> [Request]
Which lines in the records below contain the string "background"? Copy each of those lines in full.

Contour labeling records:
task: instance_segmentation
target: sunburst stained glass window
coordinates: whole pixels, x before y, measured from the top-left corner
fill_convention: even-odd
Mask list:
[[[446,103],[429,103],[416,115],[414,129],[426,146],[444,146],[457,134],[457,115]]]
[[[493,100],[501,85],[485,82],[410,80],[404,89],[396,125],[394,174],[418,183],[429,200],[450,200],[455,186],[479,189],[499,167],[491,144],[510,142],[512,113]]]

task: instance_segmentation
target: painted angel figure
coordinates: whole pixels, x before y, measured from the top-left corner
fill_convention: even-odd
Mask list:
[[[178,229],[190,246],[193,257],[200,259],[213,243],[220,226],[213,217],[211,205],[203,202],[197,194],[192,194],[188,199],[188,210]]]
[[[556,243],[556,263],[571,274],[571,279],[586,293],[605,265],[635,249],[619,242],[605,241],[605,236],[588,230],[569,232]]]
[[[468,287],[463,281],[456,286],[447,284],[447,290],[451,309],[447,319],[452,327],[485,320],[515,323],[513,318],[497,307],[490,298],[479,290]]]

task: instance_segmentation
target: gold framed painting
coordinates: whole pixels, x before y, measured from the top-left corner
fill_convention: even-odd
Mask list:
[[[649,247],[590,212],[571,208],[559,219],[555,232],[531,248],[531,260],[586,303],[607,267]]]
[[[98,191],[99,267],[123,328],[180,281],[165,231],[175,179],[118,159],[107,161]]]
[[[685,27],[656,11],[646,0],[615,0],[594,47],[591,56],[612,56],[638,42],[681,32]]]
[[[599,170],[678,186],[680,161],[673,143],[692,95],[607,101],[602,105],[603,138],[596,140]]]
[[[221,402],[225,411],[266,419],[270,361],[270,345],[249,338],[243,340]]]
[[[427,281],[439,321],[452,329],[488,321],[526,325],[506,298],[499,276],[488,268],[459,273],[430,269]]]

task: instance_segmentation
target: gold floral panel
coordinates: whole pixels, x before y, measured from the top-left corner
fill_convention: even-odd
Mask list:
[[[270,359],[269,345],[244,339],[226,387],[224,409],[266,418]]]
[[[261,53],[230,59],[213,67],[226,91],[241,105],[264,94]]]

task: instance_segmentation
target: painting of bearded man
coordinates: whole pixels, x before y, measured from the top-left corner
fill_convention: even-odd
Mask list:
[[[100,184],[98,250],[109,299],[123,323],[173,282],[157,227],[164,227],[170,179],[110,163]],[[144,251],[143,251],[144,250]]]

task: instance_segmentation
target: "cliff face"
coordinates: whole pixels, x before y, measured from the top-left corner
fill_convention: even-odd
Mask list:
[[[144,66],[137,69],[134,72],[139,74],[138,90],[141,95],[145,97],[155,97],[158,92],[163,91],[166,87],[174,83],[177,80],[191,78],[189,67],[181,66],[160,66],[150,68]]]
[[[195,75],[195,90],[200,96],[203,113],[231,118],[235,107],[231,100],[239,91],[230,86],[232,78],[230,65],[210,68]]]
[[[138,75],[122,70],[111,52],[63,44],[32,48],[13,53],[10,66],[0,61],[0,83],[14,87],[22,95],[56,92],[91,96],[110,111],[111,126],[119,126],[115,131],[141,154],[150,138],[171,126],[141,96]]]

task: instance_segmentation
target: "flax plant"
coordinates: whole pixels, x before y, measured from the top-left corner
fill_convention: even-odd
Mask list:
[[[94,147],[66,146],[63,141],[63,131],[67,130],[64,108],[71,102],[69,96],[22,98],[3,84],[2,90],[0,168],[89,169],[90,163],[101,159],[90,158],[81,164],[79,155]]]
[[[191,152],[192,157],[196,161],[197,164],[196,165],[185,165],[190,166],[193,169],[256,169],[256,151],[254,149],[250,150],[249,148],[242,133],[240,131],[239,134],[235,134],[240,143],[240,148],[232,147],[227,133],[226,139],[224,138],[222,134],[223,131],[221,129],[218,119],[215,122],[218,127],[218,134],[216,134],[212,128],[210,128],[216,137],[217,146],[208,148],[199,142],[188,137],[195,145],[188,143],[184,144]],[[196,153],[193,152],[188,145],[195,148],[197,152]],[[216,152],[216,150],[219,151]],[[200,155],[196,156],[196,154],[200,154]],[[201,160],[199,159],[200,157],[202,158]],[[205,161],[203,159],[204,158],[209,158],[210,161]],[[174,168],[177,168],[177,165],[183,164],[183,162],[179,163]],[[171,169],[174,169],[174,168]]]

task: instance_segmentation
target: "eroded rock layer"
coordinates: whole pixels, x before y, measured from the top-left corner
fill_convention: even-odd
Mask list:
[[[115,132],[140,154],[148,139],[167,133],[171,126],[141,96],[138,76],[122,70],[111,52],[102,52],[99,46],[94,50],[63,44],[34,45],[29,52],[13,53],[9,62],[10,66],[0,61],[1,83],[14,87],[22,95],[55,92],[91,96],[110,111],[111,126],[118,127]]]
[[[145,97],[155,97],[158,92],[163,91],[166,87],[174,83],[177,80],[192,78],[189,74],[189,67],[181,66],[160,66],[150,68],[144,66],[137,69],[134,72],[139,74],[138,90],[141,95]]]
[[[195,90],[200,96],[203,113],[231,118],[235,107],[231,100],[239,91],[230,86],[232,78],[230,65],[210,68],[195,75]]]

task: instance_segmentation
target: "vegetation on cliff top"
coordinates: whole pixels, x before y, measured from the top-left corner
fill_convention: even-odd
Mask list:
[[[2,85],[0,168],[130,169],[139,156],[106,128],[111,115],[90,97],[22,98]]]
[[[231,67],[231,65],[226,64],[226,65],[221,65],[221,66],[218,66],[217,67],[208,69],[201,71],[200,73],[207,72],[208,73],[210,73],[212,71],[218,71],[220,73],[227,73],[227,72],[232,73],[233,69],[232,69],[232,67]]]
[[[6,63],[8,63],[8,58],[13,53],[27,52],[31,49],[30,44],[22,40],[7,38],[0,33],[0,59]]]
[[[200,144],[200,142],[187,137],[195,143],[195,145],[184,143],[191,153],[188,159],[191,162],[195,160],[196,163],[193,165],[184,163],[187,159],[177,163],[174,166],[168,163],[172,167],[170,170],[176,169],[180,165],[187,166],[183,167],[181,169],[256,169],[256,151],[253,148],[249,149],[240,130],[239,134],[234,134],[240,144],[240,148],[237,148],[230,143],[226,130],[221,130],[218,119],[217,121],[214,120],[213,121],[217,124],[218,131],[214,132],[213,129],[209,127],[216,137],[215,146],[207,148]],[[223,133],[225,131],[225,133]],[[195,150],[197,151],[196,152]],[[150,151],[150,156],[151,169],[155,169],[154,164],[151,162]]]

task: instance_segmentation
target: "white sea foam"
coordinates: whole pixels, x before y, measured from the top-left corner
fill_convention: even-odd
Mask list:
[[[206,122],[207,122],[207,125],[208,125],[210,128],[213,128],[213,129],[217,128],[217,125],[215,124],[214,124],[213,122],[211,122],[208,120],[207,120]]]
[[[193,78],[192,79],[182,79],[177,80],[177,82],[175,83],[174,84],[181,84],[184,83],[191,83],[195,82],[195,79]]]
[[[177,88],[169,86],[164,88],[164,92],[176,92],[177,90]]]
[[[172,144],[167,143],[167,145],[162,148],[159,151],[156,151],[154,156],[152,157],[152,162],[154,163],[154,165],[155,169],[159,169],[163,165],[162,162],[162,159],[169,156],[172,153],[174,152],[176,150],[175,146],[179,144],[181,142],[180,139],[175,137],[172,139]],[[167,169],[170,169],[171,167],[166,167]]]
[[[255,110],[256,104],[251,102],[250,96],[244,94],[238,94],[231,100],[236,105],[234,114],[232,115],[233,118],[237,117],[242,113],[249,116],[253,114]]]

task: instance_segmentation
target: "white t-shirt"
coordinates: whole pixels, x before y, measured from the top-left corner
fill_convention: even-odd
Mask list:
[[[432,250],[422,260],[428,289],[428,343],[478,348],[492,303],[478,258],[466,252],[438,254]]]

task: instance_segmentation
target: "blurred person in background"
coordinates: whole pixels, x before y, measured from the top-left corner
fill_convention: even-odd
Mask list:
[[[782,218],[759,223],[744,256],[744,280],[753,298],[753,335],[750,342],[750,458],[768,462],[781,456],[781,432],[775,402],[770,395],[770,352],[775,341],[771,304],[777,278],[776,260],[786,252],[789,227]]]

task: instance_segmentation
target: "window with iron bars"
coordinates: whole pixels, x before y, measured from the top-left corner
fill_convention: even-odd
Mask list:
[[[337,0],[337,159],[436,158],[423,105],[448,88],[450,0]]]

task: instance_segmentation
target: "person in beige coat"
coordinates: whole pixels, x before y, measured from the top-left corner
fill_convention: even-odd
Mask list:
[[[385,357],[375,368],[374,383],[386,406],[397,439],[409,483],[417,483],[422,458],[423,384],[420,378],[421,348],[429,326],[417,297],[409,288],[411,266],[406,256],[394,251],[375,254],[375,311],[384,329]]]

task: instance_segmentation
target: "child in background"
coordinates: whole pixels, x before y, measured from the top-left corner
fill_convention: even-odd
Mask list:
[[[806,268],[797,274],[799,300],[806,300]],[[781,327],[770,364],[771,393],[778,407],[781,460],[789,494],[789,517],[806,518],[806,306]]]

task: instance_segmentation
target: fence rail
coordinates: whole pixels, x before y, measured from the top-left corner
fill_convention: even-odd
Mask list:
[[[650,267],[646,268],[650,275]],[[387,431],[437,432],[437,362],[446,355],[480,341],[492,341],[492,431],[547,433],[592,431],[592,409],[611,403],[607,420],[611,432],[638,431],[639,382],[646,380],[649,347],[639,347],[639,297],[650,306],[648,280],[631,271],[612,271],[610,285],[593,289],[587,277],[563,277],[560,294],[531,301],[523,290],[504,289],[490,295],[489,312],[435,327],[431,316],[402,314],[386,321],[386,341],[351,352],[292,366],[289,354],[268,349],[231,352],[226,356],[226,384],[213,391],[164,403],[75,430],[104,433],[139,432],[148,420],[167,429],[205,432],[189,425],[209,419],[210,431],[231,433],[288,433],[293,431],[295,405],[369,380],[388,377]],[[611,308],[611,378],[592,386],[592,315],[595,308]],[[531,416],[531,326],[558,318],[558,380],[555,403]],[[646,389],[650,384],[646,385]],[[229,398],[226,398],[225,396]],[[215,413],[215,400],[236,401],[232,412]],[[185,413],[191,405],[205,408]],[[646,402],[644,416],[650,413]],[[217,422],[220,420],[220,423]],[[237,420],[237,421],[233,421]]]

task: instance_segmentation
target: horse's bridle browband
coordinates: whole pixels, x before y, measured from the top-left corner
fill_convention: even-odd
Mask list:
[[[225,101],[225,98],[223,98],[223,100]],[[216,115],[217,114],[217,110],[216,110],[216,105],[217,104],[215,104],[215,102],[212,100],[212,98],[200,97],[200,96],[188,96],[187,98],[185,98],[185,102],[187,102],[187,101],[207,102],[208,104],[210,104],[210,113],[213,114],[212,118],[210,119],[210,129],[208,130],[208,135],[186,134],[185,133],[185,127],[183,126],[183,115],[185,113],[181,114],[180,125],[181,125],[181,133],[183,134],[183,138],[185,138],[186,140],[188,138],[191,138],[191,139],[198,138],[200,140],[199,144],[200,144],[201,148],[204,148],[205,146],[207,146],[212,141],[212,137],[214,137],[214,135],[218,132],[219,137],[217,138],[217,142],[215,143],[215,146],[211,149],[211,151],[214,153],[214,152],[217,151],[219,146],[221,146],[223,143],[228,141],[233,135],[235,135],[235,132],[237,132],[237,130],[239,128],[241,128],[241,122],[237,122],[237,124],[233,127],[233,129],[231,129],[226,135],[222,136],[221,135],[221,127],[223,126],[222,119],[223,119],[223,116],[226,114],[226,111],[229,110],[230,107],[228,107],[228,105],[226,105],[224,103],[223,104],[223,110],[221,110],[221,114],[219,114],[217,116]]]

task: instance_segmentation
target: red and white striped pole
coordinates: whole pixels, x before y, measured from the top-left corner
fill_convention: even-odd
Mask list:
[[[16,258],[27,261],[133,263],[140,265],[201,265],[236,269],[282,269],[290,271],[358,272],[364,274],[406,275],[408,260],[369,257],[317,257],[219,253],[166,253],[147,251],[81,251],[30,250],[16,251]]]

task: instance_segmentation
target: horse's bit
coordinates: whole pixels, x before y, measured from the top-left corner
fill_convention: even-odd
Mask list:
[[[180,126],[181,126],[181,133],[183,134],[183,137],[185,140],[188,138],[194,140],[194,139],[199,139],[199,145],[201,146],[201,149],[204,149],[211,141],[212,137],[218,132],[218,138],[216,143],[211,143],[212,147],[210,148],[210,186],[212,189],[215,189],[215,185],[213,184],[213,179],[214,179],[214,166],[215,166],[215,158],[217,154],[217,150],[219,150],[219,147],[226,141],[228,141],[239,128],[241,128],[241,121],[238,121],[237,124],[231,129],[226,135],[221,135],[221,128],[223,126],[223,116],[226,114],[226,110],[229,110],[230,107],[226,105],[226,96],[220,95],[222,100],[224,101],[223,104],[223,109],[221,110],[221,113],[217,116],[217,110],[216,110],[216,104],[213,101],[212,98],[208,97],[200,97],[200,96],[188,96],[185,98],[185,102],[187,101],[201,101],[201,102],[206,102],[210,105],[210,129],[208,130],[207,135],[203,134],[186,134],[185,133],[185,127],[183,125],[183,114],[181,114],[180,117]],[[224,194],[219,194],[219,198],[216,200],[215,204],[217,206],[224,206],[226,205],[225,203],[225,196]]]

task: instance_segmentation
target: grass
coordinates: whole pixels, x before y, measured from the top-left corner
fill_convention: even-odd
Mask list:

> [Result of the exercise]
target: "blurred person in background"
target: "child in background"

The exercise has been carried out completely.